[GOAL OF THE EXERCISE] Return every record below exactly as written, omitting any pictures.

[Source records]
▼
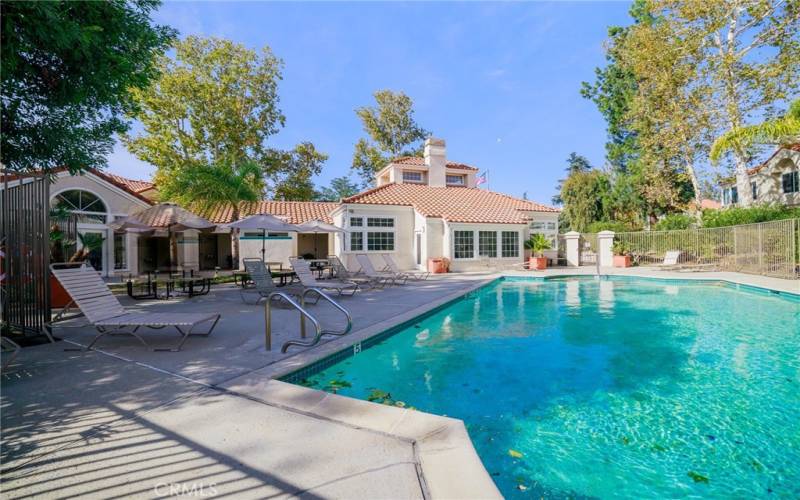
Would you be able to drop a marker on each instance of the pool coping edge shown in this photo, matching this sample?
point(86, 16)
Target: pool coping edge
point(448, 466)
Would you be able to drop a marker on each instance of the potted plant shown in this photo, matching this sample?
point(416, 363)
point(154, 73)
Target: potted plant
point(537, 244)
point(622, 254)
point(58, 244)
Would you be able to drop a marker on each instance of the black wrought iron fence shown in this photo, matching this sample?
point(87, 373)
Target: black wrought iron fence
point(767, 248)
point(25, 252)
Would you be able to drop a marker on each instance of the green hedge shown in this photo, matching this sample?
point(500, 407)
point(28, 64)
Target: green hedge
point(733, 216)
point(617, 227)
point(675, 221)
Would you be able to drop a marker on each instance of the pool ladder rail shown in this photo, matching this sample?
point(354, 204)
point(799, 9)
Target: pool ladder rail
point(304, 314)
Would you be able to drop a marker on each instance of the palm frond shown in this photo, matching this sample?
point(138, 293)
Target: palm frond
point(781, 131)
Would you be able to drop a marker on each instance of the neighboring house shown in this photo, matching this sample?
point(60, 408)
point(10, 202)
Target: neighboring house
point(774, 181)
point(421, 208)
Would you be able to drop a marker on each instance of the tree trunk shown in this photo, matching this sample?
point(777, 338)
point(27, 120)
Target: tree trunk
point(696, 188)
point(235, 238)
point(743, 182)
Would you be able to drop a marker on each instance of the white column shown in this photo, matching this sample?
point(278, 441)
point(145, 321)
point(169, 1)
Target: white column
point(573, 243)
point(605, 240)
point(189, 250)
point(132, 253)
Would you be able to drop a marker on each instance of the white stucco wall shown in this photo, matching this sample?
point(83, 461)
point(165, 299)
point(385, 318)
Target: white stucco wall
point(477, 262)
point(117, 203)
point(550, 221)
point(404, 226)
point(769, 179)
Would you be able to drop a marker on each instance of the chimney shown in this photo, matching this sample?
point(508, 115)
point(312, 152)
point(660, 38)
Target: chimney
point(436, 160)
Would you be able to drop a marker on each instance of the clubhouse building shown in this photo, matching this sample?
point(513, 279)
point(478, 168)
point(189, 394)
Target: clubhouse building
point(420, 208)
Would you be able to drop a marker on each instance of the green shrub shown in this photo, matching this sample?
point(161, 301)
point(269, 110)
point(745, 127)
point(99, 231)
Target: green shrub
point(733, 216)
point(608, 225)
point(675, 221)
▲
[WRITTEN SOLUTION]
Would you be able to drop a marker on each instance of the pool coping edge shown in this photo, matching this sample?
point(86, 16)
Target: pool coping edge
point(448, 466)
Would you be able to drop a marker on each instance of the potted plant shown in this photo, matching this sample?
point(416, 363)
point(154, 73)
Target: potted plant
point(537, 244)
point(622, 254)
point(58, 244)
Would you be able to drop a marker on each instance of the black wrought iron fence shown in this photo, matching this sample?
point(87, 373)
Target: black wrought iron fence
point(767, 248)
point(25, 252)
Would you be able to drop a marker on each instance of the green hedge shown in this photo, matching this sample?
point(500, 407)
point(28, 64)
Target: green hedge
point(733, 216)
point(617, 227)
point(675, 221)
Would you be able to drop a marker on each instance of the pool ladder rail shown in this photo, matching this sample?
point(354, 204)
point(799, 9)
Target: pool ladder rail
point(304, 314)
Would you be able to drop a marker on each instance of the palm frond shown in this photo, matching this sample?
point(138, 293)
Target: palm frond
point(781, 131)
Would you be able to drop a marker on each instance of the neighboring house shown in this photo, matching this sample?
point(60, 408)
point(10, 202)
Target: neighboring house
point(774, 181)
point(421, 208)
Would you be able to drop a marker on each instance of the tree trunk shown in this photo, matching this sample?
point(777, 338)
point(27, 120)
Target: tree trunk
point(696, 188)
point(235, 238)
point(743, 182)
Would you be able to drop a marker on each instance of the white column shown in this photo, matching this sample?
point(278, 441)
point(145, 321)
point(169, 1)
Target: white column
point(573, 243)
point(605, 240)
point(189, 250)
point(132, 253)
Would you be able to drop a marker on each instance of the white stucco wall shown in this photo, matching this sample?
point(83, 461)
point(165, 299)
point(385, 318)
Target: white stucco wall
point(477, 262)
point(117, 203)
point(550, 221)
point(404, 226)
point(769, 179)
Would you be able to drop a marker on each instance of the chimney shown in this photo, matching this sample?
point(508, 115)
point(312, 152)
point(660, 38)
Target: chimney
point(436, 160)
Would you be able to drop a marker on each instance of the clubhouse building shown in this photo, matching this sample?
point(513, 279)
point(478, 168)
point(189, 394)
Target: clubhouse building
point(420, 208)
Would you be able to drop a marker on each instance of the green shrub shown in this photo, matching this sample?
point(161, 301)
point(269, 110)
point(745, 127)
point(99, 231)
Target: green shrub
point(733, 216)
point(608, 225)
point(675, 221)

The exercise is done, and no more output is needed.